**Point labeling dataset excerpts**.
--
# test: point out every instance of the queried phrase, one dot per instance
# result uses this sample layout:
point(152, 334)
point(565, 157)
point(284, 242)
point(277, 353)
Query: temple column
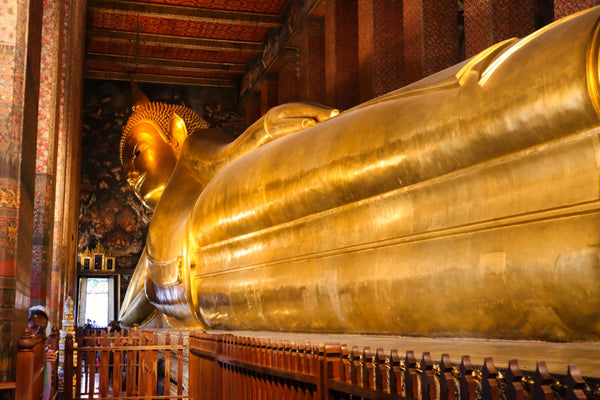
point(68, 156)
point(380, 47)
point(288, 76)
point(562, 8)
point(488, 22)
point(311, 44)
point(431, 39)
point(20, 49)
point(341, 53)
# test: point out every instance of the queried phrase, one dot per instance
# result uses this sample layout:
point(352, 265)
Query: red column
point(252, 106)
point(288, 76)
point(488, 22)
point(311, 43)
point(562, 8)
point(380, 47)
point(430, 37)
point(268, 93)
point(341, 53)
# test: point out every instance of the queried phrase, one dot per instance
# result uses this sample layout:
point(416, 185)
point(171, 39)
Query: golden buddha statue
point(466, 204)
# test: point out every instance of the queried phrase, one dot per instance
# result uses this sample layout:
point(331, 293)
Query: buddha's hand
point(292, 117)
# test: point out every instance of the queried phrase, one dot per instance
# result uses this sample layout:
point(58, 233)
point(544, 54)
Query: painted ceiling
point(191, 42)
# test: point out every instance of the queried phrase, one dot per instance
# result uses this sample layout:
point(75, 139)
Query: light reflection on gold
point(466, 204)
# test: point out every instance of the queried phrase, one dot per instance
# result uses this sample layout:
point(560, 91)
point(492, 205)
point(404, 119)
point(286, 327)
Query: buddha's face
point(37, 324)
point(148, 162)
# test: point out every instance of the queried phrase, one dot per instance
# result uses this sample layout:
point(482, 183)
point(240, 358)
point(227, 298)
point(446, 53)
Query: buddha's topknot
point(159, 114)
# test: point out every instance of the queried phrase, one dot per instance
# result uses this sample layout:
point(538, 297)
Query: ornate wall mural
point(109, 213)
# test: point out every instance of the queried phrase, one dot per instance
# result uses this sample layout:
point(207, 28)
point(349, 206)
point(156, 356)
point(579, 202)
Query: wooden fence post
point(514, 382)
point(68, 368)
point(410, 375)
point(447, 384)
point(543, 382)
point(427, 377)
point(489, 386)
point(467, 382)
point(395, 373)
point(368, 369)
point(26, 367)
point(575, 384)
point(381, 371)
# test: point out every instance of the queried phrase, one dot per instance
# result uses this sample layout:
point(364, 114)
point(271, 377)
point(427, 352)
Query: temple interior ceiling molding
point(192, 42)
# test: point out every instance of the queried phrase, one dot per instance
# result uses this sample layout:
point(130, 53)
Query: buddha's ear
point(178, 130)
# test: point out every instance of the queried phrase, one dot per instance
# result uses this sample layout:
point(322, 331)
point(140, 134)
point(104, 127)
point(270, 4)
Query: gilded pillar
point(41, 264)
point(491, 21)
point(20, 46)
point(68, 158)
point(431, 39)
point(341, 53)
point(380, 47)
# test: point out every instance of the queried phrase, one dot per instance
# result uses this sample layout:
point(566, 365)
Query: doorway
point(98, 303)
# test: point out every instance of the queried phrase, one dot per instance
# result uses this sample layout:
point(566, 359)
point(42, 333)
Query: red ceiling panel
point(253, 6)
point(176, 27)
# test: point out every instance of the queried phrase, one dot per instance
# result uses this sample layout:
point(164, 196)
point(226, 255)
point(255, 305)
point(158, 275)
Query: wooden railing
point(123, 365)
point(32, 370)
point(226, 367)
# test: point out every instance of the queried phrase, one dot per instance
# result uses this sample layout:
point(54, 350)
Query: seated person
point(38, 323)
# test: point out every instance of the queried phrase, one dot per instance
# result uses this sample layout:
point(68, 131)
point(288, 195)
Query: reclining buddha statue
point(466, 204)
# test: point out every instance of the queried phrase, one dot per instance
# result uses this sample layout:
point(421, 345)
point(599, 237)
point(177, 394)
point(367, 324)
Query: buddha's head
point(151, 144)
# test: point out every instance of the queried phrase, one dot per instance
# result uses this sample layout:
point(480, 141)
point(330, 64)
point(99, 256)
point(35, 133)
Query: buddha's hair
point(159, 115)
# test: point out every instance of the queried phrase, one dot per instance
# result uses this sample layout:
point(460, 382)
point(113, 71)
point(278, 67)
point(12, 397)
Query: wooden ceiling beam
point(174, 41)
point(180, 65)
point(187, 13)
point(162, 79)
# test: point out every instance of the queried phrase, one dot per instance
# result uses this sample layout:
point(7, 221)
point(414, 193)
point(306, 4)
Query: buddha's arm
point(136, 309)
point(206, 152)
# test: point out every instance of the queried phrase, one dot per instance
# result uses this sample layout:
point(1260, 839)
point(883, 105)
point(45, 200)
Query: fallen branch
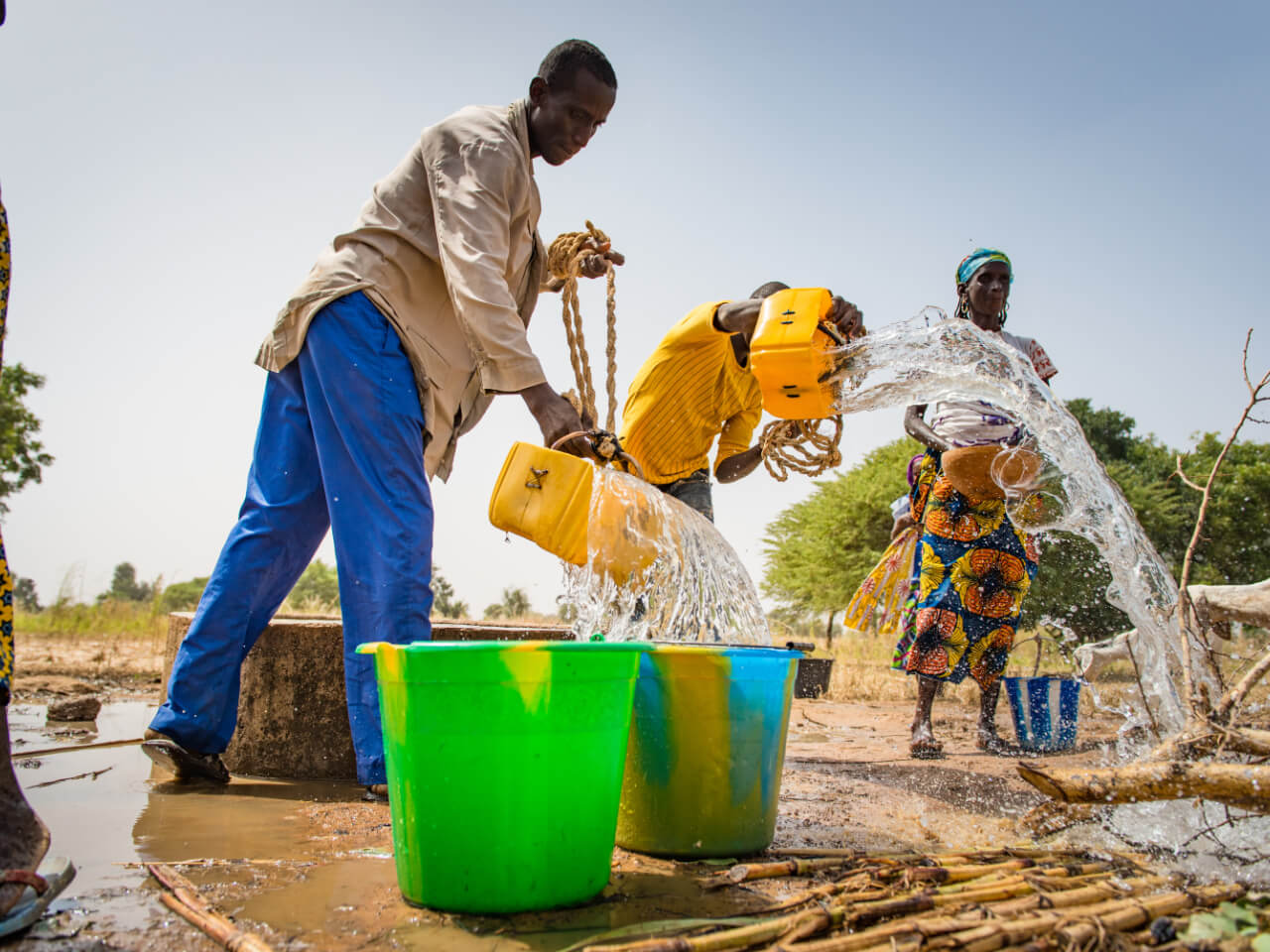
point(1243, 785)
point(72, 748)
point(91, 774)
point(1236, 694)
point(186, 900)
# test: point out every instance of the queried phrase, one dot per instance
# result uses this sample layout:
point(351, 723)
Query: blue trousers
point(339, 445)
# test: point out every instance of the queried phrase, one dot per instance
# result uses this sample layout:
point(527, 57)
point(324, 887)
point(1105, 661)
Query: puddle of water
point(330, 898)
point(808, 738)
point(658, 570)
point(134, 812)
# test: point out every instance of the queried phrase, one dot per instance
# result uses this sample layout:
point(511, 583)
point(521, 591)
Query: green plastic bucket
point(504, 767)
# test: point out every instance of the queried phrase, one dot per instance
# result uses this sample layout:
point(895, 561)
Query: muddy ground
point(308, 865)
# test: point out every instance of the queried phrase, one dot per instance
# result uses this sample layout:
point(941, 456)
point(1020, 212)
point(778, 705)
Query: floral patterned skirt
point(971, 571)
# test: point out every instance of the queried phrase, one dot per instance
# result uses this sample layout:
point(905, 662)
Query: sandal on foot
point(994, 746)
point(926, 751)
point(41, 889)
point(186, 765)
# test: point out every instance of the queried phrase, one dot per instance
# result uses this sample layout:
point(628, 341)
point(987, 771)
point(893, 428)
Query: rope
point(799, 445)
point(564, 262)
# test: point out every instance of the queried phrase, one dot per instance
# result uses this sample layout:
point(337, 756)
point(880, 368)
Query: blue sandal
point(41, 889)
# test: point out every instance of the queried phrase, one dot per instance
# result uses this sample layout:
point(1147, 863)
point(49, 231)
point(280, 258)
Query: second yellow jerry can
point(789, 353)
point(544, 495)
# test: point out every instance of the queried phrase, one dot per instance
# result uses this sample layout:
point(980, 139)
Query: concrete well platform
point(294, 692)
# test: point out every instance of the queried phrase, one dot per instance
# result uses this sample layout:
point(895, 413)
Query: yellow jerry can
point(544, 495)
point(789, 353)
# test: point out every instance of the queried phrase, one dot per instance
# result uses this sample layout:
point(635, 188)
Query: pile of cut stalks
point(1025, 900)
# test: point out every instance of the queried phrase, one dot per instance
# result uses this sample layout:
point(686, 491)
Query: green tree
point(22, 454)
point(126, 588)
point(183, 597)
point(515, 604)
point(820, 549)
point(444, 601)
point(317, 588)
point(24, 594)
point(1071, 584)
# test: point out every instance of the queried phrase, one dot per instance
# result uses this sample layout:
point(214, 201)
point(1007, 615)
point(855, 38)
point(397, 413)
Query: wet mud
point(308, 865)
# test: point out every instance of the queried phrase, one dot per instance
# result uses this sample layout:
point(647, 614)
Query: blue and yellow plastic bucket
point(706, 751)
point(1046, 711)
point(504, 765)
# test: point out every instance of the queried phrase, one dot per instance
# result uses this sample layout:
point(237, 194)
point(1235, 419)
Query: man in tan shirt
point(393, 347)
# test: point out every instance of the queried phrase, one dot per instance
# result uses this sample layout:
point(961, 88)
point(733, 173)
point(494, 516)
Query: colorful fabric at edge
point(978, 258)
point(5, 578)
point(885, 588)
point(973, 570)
--
Update the records from the start down to the line containing "point(292, 117)", changing "red column" to "crimson column" and keeping everything else the same. Leave the pictures out of your answer.

**Response to the task**.
# test: point out every instance of the queried phrase, one dot per instance
# result uses this sample layout:
point(152, 334)
point(565, 157)
point(284, 242)
point(277, 353)
Query: temple column
point(68, 156)
point(380, 47)
point(288, 76)
point(562, 8)
point(488, 22)
point(311, 44)
point(431, 39)
point(20, 49)
point(341, 53)
# test: point out every instance of the queried phrase, one dot per instance
# result uses this sample layout:
point(352, 265)
Query: crimson column
point(252, 106)
point(288, 76)
point(488, 22)
point(311, 43)
point(562, 8)
point(380, 47)
point(430, 37)
point(268, 93)
point(341, 53)
# test: point out every instance of the queried phrase, one dot per instance
# result uses this sample layout:
point(416, 185)
point(171, 39)
Query: golden buddha statue
point(466, 204)
# test: point out every instance of the queried phrase, one dot per instance
# result uses this sample layout:
point(331, 293)
Query: buddha's hand
point(292, 117)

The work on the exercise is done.